Document:

I have a frame with U-brake mounts on the rear seat stays and they are 87mm apart.


----------



## DoubleCentury (Nov 12, 2005)

*Lever Me*


----------



## jeff (Jan 13, 2004)

Up late working on that? Damn! Wow.

I said DAMN!!!!


----------



## classen (Oct 7, 2009)

Very nice set of lever links! Are those brass bushings press fit or loose fit?


----------



## GMF (Jan 10, 2004)

Very impressive - the brass accents are a nice touch.


----------



## Surly Gentleman (Aug 9, 2010)

WOW! i'm by no means an expert but i'm amazed at the stuff in this thread. i'd love to be able to produce something like these from scratch but my brain just doesn't think in 3d...

thanks all for sharing your work.


----------



## classen (Oct 7, 2009)

Although not nearly as impressive as the other stuff in this thread I found a need to make some replacement crown race seats for a Bontrager Comp fork that the previous owner had pummeled. I had then anodized before installing them.


----------



## DoubleCentury (Nov 12, 2005)

Very nice crown race seats! I need to make a bunch of those myself.



classen said:


> Very nice set of lever links! Are those brass bushings press fit or loose fit?


Loose fit. The aluminum is 2024-T6 and may have enough hardness to act as its own bearing surface. Or it needs to be hard-anodized, we shall see.


----------



## Funrover (Oct 4, 2006)

Great stuff! WOW!!!


----------



## toyota200x (Sep 9, 2005)

Love this thread. You do some amazing work. Thanks for posting !


----------



## 1 cog frog (Dec 21, 2004)

*The latest...*

Needed a canti cable hanger for a '96 Marzocchi fork (when they still had a removeable hanger you could bolt to the arch). Unfortunately, I only had a couple grainy pics and a pair of calipers. Took a bit of measuring, but the end result works. I may re-make it and move the stop up further, as the traddles cable is pretty close to the tire.

Do this: Continue the forum thread on handmade bicycle components from the point where it ends. The material that follows has no connection to the forum thread above.

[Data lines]
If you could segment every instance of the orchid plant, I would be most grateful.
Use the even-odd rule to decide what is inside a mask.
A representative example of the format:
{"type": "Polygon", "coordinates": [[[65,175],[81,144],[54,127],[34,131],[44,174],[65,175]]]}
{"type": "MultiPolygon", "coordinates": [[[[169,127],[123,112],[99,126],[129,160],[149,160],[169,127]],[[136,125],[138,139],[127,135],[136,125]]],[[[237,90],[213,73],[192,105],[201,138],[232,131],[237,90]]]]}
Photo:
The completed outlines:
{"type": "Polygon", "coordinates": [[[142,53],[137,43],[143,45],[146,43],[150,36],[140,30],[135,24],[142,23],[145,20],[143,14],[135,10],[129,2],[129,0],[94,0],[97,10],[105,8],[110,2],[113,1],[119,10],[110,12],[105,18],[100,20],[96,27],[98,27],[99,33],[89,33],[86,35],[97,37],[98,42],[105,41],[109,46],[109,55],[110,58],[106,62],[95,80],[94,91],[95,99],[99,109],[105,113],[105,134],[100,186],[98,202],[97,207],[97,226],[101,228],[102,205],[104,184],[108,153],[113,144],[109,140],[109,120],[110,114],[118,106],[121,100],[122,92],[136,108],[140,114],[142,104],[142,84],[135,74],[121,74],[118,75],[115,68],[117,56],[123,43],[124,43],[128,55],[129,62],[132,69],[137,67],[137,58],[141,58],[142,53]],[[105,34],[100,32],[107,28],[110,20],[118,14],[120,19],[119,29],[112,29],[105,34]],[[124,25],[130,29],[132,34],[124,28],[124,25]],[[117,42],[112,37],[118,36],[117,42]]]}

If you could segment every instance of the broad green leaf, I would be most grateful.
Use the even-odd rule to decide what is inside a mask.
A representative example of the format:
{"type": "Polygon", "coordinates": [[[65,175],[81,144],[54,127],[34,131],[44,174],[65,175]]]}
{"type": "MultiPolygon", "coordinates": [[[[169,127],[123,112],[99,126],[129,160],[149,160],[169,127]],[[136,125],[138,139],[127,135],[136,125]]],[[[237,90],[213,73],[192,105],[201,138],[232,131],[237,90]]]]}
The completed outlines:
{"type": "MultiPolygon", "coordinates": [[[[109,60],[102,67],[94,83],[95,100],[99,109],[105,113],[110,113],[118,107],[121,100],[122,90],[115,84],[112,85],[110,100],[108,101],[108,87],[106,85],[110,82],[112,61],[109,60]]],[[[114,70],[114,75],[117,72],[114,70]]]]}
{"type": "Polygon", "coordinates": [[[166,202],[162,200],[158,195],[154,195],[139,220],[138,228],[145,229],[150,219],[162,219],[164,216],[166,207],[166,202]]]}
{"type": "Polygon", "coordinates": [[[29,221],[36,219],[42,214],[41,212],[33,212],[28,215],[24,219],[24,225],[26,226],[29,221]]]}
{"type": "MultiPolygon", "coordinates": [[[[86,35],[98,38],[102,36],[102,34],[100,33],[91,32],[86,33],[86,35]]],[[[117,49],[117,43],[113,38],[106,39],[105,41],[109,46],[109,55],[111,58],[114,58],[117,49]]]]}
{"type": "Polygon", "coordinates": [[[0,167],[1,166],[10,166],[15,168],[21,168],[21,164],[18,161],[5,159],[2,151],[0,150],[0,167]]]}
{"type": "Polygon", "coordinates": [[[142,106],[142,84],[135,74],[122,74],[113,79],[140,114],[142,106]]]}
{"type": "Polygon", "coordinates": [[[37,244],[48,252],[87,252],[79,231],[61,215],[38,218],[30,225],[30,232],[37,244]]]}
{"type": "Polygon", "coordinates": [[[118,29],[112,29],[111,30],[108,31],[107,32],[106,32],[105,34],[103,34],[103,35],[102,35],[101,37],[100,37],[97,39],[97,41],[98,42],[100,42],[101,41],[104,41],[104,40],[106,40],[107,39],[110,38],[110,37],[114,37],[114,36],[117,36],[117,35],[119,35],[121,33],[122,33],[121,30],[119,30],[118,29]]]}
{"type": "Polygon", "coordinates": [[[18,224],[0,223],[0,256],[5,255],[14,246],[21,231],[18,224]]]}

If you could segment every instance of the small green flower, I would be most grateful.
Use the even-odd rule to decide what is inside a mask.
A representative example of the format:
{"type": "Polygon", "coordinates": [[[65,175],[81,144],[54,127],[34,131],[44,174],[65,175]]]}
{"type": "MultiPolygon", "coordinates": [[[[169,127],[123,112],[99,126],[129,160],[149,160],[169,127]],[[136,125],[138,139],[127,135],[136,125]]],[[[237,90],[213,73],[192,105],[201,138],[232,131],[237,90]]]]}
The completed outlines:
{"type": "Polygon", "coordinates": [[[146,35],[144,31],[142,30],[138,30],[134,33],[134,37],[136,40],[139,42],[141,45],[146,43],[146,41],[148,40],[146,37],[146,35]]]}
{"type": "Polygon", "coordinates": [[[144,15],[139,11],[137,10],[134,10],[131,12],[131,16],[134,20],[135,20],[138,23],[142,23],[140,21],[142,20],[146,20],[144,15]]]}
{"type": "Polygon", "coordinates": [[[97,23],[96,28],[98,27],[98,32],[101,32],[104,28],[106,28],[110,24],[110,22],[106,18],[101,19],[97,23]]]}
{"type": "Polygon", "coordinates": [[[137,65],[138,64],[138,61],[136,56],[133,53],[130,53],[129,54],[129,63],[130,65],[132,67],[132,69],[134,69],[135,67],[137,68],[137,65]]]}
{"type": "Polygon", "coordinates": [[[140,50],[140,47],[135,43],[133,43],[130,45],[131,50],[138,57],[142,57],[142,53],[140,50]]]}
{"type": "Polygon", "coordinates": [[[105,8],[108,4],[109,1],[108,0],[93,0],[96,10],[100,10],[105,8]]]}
==
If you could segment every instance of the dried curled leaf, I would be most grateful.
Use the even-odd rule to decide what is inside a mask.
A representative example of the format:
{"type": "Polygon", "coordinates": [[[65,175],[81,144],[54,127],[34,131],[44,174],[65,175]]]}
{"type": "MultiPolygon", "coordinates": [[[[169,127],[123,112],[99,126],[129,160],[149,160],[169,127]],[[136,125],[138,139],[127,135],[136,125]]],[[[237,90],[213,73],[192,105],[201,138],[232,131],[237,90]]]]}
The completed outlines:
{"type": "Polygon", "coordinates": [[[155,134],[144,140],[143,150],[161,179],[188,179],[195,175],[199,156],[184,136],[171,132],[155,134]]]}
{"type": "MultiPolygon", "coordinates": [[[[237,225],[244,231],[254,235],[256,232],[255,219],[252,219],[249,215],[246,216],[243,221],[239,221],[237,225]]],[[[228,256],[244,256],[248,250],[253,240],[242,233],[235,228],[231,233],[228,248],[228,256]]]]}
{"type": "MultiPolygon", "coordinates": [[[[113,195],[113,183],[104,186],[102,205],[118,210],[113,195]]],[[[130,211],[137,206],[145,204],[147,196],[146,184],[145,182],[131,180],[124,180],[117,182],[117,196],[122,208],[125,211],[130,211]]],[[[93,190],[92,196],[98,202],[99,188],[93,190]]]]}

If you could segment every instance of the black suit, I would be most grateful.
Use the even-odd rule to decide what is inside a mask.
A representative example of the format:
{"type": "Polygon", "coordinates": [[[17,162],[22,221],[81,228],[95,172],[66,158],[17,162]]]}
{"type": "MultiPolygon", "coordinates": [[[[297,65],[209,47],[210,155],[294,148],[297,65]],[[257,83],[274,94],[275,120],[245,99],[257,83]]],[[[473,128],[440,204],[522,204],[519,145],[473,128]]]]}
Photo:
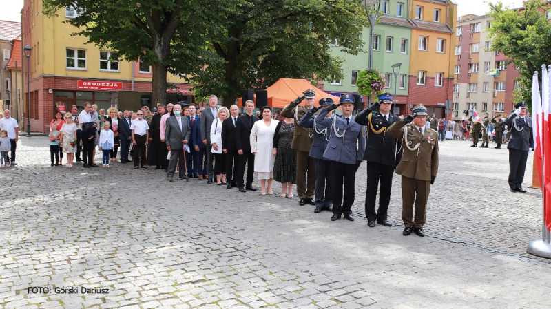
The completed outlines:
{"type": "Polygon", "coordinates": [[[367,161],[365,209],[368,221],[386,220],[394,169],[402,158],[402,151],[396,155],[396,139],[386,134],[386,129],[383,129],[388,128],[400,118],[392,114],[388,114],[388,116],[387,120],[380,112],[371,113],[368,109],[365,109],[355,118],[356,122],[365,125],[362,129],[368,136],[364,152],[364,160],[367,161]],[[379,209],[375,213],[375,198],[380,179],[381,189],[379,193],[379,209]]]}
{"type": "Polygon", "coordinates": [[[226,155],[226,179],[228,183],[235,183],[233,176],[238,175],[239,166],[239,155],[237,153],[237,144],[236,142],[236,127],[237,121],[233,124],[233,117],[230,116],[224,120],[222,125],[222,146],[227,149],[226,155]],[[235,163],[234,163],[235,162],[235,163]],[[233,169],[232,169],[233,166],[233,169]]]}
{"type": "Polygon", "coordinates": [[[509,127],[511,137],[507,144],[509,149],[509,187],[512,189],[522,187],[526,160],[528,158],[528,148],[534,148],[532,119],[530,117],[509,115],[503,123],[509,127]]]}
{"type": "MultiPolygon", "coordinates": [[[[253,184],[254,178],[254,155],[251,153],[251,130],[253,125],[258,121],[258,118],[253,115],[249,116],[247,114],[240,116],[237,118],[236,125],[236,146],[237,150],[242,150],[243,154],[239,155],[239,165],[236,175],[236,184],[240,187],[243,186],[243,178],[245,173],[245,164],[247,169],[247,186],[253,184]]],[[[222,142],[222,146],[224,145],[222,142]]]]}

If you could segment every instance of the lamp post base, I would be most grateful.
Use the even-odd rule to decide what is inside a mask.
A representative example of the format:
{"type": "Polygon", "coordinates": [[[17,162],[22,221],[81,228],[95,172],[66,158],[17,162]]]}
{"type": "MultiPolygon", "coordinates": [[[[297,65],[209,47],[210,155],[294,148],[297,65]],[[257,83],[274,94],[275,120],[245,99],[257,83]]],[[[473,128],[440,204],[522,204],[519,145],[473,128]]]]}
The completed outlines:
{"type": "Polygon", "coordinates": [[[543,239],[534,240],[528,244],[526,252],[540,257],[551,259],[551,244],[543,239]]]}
==
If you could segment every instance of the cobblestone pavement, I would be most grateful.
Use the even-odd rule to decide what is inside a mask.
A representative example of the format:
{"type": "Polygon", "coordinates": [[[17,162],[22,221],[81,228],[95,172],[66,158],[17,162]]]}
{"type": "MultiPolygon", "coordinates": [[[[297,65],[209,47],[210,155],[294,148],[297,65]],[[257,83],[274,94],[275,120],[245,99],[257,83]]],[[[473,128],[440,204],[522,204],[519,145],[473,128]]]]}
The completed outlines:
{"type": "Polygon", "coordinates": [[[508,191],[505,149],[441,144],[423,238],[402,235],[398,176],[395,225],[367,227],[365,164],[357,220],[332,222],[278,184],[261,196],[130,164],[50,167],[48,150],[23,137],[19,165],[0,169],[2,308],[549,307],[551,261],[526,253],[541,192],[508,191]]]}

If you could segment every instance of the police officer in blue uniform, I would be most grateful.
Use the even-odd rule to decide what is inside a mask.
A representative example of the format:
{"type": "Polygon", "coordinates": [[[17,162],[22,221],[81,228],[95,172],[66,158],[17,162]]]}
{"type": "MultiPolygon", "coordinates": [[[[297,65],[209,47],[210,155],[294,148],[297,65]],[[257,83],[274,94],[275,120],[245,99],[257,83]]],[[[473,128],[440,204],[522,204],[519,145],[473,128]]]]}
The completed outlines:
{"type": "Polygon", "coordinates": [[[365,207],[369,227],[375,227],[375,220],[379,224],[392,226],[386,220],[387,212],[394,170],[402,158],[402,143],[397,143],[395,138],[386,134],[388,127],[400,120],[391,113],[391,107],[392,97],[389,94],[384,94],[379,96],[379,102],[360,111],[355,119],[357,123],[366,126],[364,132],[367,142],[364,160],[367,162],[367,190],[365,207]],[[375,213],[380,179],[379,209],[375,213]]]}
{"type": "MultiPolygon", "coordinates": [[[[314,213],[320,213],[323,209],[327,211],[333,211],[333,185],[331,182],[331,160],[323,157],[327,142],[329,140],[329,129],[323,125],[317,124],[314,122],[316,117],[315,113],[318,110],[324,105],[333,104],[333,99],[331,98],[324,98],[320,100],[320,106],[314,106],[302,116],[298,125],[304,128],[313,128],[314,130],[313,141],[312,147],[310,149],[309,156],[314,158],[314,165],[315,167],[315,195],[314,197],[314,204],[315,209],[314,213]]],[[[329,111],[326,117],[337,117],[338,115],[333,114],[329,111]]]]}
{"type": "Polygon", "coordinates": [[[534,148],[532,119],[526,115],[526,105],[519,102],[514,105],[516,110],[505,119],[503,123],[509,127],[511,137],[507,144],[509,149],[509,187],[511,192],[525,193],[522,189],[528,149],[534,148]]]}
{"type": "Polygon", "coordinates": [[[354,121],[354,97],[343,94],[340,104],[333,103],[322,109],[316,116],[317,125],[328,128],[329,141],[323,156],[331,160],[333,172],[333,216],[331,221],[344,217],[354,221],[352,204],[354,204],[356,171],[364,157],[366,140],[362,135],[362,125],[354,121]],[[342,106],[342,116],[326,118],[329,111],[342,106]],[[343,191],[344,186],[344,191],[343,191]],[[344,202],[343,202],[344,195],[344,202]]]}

Result of this exercise:
1st pic is from the fork owners manual.

frog


----------



## classen (Oct 7, 2009)

Here are a few cable stops I made for a friend's FUNK.
What a weird design to have the cable stops as separate screw in items :skep:


----------



## DoubleCentury (Nov 12, 2005)

Nice work guys!

Classen, at one time those stops were a Suntour framebuilding catalog item, but sadly nowhere to be found these days. Trek used them a lot on the bonded frames. When installing it helps to use Loctite or a Nylon washer underneath (ala Mantis) to set the orientation. Nice threading to a shoulder.

Mine for WTB multimounts,

http://forums.mtbr.com/7756189-post89.html


----------



## classen (Oct 7, 2009)

DC, Do you have a picture of the jig you used to bend the steel for this spring?










I have been totally inspired by Charlie Cunningham's modern take on the roller/toggle cam brakes so I pretty much plagiarized his design as best I could.

These are from one of Mike's bikes at Black Mountain Cycles.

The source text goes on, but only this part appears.